▶ [What you should do]:
Reproduce the passage below on Christophe's primate research word for word, in full.

▶ [Text passage]:
--- START ---

Christophe did his master degree with Diane Fossey on the mountain gorillas (Gorilla beringei beringei) of Ruanda, before continuing with a PhD-thesis under the supervision of Hans Kummer on chimpanzees in the Taï National Park in Côte d’Ivoire, which he completed in 1984. He became Assistant Professor at the University of Basel, Switzerland in 1991 and director of the then newly founded Max Planck Institute for Evolutionary Anthropology in Leipzig, Germany in 1997.

In his studies, he described how chimpanzees use hammers to crack open nuts of different species of trees and how they cooperate during hunting and share meat. He reported altruistic behavior of adult males when adopting orphans, and was the first one to show how respiratory viruses transmitted by humans had a devastating effect on habituated chimpanzee communities. He spear-headed comparative studies with researchers from other field sites and described for the first time, cultural variation across populations in tropical Africa. He pioneered a novel approach of studying chimpanzee diversity across their range with the creation of the Pan African program where temporary field sites were established at 50 sites across 18 countries and showed among other spectacular findings that human impact eroded chimpanzee cultural diversity.

--- END ---

▶ [Supplied information]:
--- START ---

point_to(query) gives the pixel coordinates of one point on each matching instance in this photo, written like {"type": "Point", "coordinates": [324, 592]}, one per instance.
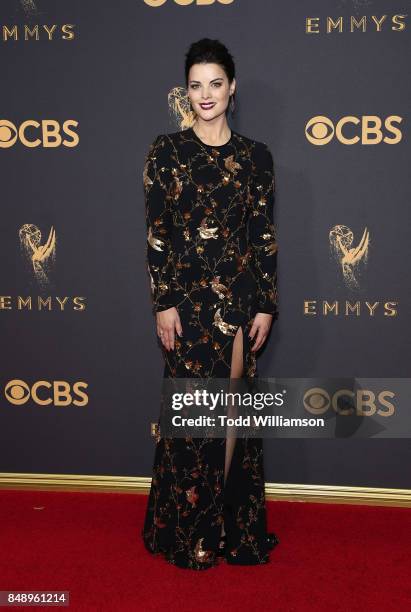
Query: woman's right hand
{"type": "Point", "coordinates": [168, 322]}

--- END ---

▶ [Expected output]:
Christophe did his master degree with Diane Fossey on the mountain gorillas (Gorilla beringei beringei) of Ruanda, before continuing with a PhD-thesis under the supervision of Hans Kummer on chimpanzees in the Taï National Park in Côte d’Ivoire, which he completed in 1984. He became Assistant Professor at the University of Basel, Switzerland in 1991 and director of the then newly founded Max Planck Institute for Evolutionary Anthropology in Leipzig, Germany in 1997.

In his studies, he described how chimpanzees use hammers to crack open nuts of different species of trees and how they cooperate during hunting and share meat. He reported altruistic behavior of adult males when adopting orphans, and was the first one to show how respiratory viruses transmitted by humans had a devastating effect on habituated chimpanzee communities. He spear-headed comparative studies with researchers from other field sites and described for the first time, cultural variation across populations in tropical Africa. He pioneered a novel approach of studying chimpanzee diversity across their range with the creation of the Pan African program where temporary field sites were established at 50 sites across 18 countries and showed among other spectacular findings that human impact eroded chimpanzee cultural diversity.